__PROBLEM TO SOLVE__: The following data has a line with "Query: distant mountain" and a line with "of the dark". Write out exactly those lines and all the lines between them.

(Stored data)
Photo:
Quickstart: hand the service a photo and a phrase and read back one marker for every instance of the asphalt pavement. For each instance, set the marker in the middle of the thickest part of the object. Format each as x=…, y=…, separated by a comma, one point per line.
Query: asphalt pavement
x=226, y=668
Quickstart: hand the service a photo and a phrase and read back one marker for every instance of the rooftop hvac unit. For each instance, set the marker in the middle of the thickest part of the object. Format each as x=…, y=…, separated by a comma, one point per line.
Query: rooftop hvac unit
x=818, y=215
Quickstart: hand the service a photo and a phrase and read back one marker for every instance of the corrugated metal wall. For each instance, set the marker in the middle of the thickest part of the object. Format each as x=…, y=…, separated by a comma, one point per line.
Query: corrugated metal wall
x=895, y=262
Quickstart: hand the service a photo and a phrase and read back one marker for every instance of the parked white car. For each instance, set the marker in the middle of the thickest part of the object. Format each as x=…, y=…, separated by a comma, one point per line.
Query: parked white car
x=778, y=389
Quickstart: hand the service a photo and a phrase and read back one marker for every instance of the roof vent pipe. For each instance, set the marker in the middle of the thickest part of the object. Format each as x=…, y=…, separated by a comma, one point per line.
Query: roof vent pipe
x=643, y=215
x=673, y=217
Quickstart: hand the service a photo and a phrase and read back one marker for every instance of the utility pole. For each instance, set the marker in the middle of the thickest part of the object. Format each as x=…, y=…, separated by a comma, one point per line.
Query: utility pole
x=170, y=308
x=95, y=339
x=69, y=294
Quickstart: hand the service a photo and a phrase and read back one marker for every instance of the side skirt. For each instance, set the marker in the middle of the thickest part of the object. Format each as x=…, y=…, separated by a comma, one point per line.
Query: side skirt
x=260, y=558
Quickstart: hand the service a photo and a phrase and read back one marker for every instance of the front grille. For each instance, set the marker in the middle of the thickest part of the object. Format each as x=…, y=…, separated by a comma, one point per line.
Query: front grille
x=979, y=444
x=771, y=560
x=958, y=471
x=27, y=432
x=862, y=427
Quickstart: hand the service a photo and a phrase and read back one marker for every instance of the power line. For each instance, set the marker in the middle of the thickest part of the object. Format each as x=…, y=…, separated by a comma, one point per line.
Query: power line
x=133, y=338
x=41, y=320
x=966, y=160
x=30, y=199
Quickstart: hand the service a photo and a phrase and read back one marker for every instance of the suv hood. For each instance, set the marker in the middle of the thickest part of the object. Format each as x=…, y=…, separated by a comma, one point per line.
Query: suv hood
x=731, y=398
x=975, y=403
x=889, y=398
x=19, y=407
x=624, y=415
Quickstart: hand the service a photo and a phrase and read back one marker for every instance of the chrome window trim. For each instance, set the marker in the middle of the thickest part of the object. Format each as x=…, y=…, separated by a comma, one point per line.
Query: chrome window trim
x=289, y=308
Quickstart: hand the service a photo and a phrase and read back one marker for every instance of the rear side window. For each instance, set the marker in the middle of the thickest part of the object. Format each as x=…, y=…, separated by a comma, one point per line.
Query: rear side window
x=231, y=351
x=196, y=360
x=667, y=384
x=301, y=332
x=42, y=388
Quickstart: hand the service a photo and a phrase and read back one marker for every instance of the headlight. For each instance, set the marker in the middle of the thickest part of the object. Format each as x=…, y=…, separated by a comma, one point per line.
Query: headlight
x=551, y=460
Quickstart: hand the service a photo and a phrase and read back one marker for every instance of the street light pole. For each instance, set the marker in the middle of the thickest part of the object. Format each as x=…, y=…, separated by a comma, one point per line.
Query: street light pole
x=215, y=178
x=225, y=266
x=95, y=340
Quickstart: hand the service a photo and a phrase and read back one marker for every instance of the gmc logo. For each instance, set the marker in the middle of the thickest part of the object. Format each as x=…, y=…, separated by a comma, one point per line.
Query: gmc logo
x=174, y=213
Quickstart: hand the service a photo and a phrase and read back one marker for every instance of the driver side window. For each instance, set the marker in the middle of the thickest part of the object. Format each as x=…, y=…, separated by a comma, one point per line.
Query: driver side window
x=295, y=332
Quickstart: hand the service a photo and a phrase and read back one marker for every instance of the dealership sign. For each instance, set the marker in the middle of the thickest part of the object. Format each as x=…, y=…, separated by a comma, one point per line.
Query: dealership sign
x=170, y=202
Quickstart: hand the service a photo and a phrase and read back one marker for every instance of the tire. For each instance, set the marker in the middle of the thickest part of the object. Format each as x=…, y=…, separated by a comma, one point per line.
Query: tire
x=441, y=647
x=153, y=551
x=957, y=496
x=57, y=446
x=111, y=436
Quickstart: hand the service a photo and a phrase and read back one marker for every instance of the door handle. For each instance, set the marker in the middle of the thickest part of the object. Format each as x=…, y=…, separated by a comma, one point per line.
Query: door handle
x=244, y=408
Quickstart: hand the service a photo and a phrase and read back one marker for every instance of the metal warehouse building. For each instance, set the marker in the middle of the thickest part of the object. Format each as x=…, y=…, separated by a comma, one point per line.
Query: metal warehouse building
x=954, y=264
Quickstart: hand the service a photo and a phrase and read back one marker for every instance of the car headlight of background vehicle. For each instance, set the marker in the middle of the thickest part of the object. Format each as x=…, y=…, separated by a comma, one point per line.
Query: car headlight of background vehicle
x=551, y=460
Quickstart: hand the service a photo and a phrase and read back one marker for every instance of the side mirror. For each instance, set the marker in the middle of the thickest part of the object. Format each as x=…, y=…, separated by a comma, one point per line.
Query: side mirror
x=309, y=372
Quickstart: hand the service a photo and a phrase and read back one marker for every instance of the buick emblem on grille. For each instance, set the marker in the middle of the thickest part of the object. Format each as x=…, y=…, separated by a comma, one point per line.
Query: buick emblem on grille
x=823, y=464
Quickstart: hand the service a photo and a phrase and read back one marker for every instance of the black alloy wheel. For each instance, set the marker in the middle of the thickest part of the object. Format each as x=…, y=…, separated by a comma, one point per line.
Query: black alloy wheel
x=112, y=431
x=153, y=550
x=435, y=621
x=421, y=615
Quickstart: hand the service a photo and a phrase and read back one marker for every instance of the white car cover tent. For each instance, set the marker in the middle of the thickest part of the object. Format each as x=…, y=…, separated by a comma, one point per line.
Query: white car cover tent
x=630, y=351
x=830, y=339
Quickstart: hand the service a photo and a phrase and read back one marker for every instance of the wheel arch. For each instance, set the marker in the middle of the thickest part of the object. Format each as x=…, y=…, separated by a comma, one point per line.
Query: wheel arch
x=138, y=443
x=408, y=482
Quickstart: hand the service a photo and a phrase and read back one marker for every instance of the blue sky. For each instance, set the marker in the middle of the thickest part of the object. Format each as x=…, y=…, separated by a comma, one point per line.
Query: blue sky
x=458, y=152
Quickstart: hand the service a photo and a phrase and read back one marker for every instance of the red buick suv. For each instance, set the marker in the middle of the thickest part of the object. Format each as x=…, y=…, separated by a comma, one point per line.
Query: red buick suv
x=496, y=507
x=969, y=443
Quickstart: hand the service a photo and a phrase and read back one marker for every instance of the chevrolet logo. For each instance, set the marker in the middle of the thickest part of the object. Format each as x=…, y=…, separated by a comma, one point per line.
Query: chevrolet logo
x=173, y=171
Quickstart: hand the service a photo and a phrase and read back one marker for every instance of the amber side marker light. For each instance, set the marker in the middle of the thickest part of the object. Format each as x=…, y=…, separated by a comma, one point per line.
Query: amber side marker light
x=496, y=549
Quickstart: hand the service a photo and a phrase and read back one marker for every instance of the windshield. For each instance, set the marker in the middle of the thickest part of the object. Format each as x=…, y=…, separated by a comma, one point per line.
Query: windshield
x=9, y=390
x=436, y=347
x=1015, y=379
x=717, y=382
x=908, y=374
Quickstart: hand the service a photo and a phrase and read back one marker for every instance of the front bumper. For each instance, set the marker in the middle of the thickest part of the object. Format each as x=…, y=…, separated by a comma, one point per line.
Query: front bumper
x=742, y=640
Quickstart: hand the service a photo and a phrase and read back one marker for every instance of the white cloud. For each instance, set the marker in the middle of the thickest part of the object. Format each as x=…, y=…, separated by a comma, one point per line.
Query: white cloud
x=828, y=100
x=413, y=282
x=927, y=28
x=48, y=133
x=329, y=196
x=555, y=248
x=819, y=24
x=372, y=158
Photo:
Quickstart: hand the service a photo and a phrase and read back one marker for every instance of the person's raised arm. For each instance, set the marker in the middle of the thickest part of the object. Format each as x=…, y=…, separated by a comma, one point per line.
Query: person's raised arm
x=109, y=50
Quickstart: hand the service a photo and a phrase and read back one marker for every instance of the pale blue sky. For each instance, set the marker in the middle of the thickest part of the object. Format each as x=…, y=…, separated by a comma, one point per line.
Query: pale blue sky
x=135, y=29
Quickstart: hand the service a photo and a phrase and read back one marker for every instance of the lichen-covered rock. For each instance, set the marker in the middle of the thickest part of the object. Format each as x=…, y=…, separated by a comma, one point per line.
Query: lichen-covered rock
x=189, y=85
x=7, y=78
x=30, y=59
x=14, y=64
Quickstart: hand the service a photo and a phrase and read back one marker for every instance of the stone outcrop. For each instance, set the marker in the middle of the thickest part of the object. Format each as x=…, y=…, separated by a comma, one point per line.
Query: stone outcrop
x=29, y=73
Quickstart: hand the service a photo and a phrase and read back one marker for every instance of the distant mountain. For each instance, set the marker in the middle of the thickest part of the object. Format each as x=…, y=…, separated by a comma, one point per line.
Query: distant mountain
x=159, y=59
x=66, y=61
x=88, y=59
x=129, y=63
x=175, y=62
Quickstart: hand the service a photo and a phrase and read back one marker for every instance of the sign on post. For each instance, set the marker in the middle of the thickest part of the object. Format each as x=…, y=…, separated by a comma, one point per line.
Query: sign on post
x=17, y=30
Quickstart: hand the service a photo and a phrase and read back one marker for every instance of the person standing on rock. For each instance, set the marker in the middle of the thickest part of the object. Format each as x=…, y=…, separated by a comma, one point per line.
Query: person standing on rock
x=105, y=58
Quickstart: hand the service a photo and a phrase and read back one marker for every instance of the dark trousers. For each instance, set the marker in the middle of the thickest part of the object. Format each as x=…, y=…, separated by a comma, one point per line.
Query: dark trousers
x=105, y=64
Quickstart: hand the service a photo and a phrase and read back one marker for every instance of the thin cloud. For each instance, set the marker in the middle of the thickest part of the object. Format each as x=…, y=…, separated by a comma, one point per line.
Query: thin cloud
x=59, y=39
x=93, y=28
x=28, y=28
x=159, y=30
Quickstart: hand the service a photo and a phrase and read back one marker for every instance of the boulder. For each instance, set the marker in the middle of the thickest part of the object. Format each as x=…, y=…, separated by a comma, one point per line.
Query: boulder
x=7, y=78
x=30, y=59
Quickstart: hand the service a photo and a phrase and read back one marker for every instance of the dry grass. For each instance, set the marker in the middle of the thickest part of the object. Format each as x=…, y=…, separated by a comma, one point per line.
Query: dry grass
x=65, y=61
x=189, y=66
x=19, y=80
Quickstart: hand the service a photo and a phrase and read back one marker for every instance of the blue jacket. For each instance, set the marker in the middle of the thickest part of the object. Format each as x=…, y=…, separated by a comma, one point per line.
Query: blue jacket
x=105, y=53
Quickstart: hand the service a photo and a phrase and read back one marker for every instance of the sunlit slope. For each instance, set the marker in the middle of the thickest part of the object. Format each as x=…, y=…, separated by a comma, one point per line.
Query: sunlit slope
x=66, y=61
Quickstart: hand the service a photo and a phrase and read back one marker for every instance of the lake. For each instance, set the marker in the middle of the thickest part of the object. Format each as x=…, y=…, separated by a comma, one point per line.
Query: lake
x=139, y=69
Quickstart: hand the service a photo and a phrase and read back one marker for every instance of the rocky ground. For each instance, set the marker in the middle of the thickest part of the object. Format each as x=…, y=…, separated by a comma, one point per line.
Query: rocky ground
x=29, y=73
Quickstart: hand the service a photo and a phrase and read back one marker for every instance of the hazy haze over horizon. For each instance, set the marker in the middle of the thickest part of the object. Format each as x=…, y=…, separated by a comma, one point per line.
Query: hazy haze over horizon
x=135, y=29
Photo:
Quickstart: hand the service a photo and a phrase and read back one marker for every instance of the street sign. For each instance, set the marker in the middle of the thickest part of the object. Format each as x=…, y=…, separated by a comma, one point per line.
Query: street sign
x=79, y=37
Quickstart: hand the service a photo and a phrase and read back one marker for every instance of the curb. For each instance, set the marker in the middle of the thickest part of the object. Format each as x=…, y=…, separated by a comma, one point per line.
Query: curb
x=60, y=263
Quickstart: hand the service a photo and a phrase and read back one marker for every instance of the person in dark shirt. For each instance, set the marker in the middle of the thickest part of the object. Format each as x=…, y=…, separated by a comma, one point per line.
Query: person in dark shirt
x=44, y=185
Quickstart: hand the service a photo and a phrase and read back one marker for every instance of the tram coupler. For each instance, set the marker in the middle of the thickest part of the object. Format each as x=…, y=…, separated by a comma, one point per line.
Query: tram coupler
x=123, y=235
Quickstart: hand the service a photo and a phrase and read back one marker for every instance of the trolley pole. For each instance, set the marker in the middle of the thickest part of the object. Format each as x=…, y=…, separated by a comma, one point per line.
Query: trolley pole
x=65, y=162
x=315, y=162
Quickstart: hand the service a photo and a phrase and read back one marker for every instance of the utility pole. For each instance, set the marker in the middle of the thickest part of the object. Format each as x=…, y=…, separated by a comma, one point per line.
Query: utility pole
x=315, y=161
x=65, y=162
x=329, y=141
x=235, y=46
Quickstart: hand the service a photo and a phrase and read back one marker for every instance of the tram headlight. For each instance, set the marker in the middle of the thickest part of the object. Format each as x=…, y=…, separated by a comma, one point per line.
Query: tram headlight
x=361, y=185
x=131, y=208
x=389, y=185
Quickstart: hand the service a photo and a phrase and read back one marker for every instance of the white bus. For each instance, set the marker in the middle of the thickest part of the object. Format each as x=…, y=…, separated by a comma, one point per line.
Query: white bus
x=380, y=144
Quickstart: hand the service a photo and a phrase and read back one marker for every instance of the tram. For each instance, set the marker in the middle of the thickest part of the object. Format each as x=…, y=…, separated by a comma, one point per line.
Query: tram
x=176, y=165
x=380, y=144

__TASK RESPONSE__:
Query: distant mountain
x=159, y=59
x=66, y=61
x=88, y=59
x=129, y=63
x=175, y=62
Quickstart: hand the service a photo and a phrase and read back one marker for every instance of the sign on post. For each instance, set the marker in the middle of the thickest part of the object. Format each as x=…, y=…, separated by a comma, one point per line.
Query: sign on post
x=17, y=30
Quickstart: hand the service a photo and a phrase and read back one marker for every instance of the person standing on rock. For each instance, set the marker in the middle of the thickest part of the object. Format each as x=…, y=…, separated by a comma, one point per line.
Query: person standing on rock
x=105, y=58
Quickstart: hand the service a photo and a phrase and read back one marker for every instance of the dark trousers. For each instance, set the marker in the middle of the thickest part of the object. Format each as x=…, y=…, separated by a comma, one point per line.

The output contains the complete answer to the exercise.